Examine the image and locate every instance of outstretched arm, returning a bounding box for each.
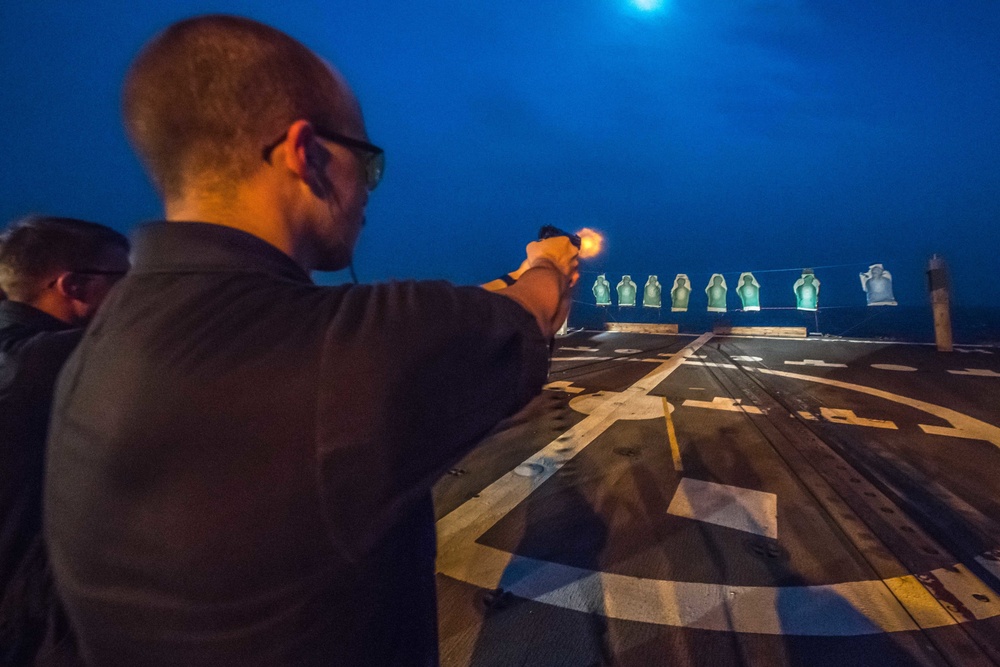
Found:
[483,236,580,338]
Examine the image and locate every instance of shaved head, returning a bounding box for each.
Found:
[123,16,360,199]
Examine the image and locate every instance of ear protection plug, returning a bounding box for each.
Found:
[306,143,329,197]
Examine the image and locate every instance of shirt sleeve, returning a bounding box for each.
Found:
[317,282,548,548]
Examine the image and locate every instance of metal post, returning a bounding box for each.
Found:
[927,253,954,352]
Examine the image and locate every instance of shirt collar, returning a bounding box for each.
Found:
[0,300,76,331]
[130,222,312,283]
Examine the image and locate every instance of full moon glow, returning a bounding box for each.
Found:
[632,0,664,12]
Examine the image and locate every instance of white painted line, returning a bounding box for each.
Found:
[663,398,684,472]
[542,380,584,394]
[667,478,778,540]
[948,368,1000,377]
[760,368,1000,447]
[438,536,976,637]
[681,396,764,415]
[684,361,736,370]
[437,334,1000,636]
[785,359,847,368]
[569,391,674,420]
[437,344,1000,636]
[819,408,898,430]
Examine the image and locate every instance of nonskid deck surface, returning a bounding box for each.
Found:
[435,332,1000,667]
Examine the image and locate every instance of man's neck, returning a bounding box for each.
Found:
[8,297,79,326]
[164,187,311,272]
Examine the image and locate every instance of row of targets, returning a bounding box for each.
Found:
[593,264,896,313]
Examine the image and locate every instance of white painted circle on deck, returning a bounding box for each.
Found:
[569,391,674,420]
[437,334,1000,636]
[872,364,917,372]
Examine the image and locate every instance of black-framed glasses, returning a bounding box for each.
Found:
[48,269,128,289]
[261,125,385,192]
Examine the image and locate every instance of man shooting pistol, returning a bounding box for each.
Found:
[482,225,603,336]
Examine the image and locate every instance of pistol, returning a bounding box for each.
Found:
[538,225,583,250]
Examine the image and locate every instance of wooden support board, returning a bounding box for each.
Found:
[605,322,677,335]
[713,326,808,338]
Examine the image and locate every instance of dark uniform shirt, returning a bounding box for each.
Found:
[45,223,547,667]
[0,301,81,665]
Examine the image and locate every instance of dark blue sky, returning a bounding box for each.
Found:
[0,0,1000,304]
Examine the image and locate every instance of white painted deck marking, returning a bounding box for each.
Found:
[759,368,1000,447]
[785,359,847,368]
[819,408,899,430]
[663,398,684,472]
[569,391,675,420]
[681,396,764,415]
[948,368,1000,377]
[872,364,917,373]
[684,361,736,370]
[437,342,1000,636]
[542,380,584,394]
[667,477,778,540]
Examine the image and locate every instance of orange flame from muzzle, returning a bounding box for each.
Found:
[576,227,604,259]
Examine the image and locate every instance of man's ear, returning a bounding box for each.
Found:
[285,120,333,198]
[55,271,87,301]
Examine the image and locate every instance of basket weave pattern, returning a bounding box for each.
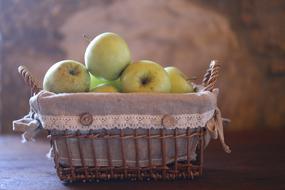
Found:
[18,61,220,181]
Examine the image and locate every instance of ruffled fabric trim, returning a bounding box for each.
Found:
[39,109,215,130]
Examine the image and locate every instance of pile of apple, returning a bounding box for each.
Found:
[43,32,194,93]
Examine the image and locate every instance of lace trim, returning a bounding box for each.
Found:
[40,110,215,130]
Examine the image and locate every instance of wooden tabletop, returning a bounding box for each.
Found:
[0,129,285,190]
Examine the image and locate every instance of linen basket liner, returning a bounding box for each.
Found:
[13,89,230,167]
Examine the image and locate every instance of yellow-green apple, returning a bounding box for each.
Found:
[164,67,194,93]
[90,84,119,92]
[121,60,171,92]
[90,74,122,91]
[84,32,131,80]
[43,60,90,93]
[89,73,106,89]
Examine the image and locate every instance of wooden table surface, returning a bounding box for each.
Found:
[0,129,285,190]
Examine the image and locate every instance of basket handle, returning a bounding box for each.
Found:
[202,60,221,91]
[18,65,41,94]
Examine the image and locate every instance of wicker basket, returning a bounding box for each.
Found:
[18,61,220,182]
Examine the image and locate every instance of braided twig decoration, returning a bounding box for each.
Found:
[203,60,221,91]
[18,66,41,94]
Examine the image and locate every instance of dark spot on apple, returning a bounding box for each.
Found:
[69,68,80,75]
[141,77,151,85]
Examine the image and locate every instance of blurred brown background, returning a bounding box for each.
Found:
[0,0,285,133]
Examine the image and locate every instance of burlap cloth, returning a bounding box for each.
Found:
[13,89,230,167]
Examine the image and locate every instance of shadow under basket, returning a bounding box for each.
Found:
[50,128,205,181]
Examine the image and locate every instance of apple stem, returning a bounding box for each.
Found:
[186,76,197,82]
[83,34,92,42]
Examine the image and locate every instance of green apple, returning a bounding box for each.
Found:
[89,73,107,89]
[90,74,122,91]
[121,60,171,92]
[164,67,194,93]
[90,84,119,92]
[84,32,131,80]
[43,60,90,93]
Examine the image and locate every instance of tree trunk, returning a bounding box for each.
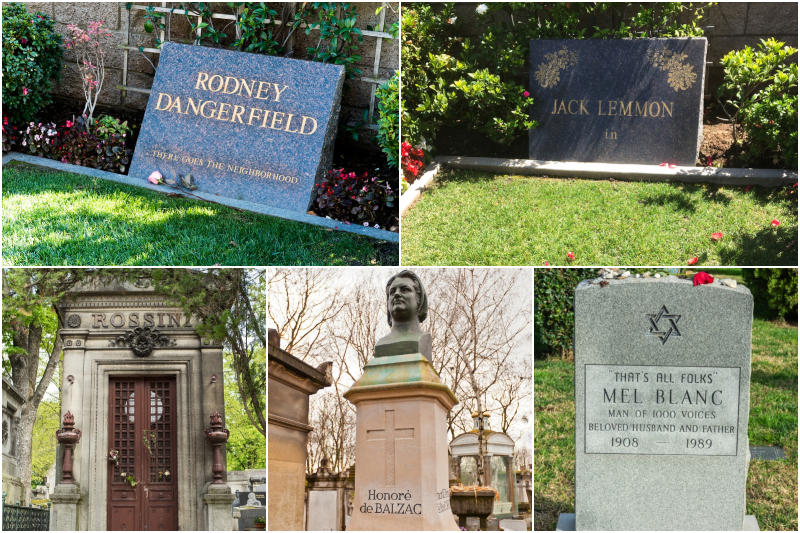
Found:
[12,327,62,505]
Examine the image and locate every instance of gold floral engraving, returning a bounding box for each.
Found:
[650,50,697,92]
[535,46,578,89]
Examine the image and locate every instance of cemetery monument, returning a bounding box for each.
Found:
[558,276,758,531]
[529,37,707,166]
[130,42,344,213]
[50,282,235,531]
[344,270,458,531]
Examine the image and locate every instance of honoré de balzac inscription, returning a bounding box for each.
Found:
[584,364,740,455]
[359,490,422,514]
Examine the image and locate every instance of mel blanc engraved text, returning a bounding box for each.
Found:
[584,365,740,455]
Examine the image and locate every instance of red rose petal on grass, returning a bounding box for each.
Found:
[692,272,714,287]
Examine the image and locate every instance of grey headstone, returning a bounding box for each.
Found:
[529,38,706,166]
[574,276,753,531]
[129,42,344,212]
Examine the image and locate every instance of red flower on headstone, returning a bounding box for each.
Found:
[692,272,714,287]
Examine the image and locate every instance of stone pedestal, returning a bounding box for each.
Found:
[50,483,81,531]
[203,483,238,531]
[344,353,458,531]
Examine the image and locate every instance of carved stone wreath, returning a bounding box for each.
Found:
[111,327,176,357]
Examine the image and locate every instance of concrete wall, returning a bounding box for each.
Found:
[456,2,798,93]
[27,2,400,118]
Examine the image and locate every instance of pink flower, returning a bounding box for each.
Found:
[692,272,714,287]
[147,170,163,185]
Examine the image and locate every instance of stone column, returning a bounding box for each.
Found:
[344,349,458,531]
[203,483,239,531]
[50,483,81,531]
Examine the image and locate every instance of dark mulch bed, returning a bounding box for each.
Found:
[432,98,781,168]
[31,96,399,229]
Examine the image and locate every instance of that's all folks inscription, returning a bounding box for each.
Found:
[584,365,740,455]
[367,410,414,487]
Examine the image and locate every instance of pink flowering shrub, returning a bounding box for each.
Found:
[315,168,397,229]
[64,20,111,132]
[0,2,63,123]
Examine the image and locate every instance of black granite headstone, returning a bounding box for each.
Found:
[529,38,706,166]
[130,42,344,212]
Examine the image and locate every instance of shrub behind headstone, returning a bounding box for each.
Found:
[3,3,63,124]
[533,268,596,357]
[742,268,797,318]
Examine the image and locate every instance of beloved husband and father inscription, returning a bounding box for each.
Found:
[558,276,753,531]
[130,42,344,212]
[529,38,706,166]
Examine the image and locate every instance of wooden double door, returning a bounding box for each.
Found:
[107,377,178,531]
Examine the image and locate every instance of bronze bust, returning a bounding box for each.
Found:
[375,270,432,361]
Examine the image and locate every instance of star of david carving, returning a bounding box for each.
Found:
[645,305,681,346]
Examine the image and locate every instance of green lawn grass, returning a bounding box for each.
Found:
[533,319,798,531]
[402,169,798,267]
[3,162,399,266]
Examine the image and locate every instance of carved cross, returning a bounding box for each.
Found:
[367,411,414,487]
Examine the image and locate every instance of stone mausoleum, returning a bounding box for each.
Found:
[50,284,235,531]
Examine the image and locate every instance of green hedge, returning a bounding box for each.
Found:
[533,268,597,358]
[742,268,797,318]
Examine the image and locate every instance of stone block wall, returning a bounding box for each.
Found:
[456,2,798,94]
[27,2,400,120]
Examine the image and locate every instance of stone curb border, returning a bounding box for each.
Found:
[434,156,797,187]
[400,157,442,216]
[400,156,797,217]
[3,152,400,243]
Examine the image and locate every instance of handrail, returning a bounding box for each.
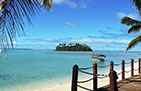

####

● INSTRUCTION:
Convert the lines beginning with the one containing "Examine the image and locate every instance of dark mulch" and continuing through the one containing "[367,410,414,487]" into a JSON list of strings, one string per line with blank lines omitted.

● RESULT:
[
  "Examine the image and locate every instance of dark mulch bed, returning a bounding box for each.",
  "Found:",
  "[432,98,781,168]",
  "[31,96,399,229]",
  "Examine the image and locate every instance of that's all folks inscription, returning a bounding box for each.",
  "Found:",
  "[584,365,740,455]",
  "[367,410,414,487]"
]